Exercise text
-=-=-=-=-
The F-actin modulator SWAP-70 controls podosome patterning in osteoclasts.

Osteoclasts are bone resorbing cells acting as key mediators of bone disorders. Upon adhesion to bone, osteoclasts polarize and reorganize their cytoskeleton to generate a ring-like F-actin-rich structure, the sealing zone, wherein the osteoclast's resorptive organelle, the ruffled border, is formed. The dynamic self-organization of actin-rich adhesive structures, the podosomes, from clusters to belts is crucial for osteoclast-mediated bone degradation. Mice lacking the protein SWAP-70 display an osteopetrotic phenotype due to defective bone resorption caused by impaired actin ring formation in Swap-70-/- osteoclasts. To further elucidate the mechanisms underlying this defect, we investigated the specific function of SWAP-70 in the organization and dynamics of podosomes. These detailed studies show that the transition from podosome clusters to rings is impaired in Swap-70-/- osteoclasts. Live cell imaging of dynamic F-actin turnover and SWAP-70 localization during podosome patterning indicate that SWAP-70 is dispensable for cluster formation but plays a key role in F-actin ring generation. Our data provide insights in the role of SWAP-70's F-actin binding domain and pleckstrin homology (PH) domain in the proper localization of SWAP-70 and formation of a peripheral podosome belt, respectively. Ex vivo bone analyses revealed that SWAP-70-deficient osteoclasts exhibit defective ruffled border formation and V-ATPase expression. Our findings suggest an important role of membrane binding of SWAP-70 for the regulation of actin dynamics, which is essential for podosome patterning, and thus for the resorptive activity of osteoclasts.
-=-=-=-=-
Data supplied
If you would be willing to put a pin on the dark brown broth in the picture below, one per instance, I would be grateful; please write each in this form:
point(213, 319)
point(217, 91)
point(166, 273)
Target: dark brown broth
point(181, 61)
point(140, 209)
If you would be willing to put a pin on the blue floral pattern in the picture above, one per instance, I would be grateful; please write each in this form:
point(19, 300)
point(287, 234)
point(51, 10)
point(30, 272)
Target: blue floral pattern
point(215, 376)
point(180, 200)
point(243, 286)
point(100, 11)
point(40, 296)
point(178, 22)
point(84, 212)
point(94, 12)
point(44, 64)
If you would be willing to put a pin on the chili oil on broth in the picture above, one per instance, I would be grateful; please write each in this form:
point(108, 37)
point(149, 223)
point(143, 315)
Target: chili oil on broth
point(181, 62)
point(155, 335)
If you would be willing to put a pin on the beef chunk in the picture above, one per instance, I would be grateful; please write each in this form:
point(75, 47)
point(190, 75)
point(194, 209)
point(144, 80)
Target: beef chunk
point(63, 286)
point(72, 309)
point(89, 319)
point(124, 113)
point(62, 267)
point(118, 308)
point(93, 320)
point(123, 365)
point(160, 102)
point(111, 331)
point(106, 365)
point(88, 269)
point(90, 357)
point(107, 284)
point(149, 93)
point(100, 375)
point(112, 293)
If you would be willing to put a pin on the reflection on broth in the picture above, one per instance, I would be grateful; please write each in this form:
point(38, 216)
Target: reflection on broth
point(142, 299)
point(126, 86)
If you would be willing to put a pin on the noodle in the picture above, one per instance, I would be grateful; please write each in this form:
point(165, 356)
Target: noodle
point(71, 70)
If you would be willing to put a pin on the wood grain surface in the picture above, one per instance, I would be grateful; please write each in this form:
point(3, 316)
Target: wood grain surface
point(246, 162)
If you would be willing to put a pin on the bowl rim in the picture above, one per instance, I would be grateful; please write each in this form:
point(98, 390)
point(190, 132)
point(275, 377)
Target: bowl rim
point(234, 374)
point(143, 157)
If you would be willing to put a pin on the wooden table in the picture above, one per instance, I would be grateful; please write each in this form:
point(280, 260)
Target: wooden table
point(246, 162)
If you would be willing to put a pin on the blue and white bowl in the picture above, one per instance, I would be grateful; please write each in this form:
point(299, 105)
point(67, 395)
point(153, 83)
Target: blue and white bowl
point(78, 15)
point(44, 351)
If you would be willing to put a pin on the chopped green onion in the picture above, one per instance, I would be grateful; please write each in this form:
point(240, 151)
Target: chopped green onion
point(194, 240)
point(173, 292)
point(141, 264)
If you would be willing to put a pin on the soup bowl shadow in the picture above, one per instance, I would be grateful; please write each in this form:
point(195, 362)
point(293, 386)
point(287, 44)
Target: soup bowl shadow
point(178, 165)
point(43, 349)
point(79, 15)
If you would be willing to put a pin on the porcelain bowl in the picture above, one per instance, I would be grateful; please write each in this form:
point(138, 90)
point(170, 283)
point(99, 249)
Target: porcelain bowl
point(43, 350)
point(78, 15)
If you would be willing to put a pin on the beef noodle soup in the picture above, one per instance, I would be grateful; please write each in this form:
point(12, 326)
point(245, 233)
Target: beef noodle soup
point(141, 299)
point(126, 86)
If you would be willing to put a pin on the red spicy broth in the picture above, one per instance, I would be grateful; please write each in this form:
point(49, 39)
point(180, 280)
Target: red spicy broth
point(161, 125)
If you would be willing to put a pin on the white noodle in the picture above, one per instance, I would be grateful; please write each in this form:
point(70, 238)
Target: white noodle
-=-=-=-=-
Work to complete
Decide whether each statement agrees with the text about SWAP-70 in osteoclasts. Answer yes or no for each, and quote the words from the text that settle it.
1. SWAP-70 is needed for podosome clusters to form.
2. Osteoclasts lacking SWAP-70 show defective ruffled border formation.
3. The ruffled border forms within the sealing zone.
Rely on the text about SWAP-70 in osteoclasts and nothing else.

Completed task
1. No: "SWAP-70 is dispensable for cluster formation but plays a key role in F-actin ring generation"
2. Yes: "SWAP-70-deficient osteoclasts exhibit defective ruffled border formation and V-ATPase expression"
3. Yes: "the sealing zone, wherein the osteoclast's resorptive organelle, the ruffled border, is formed"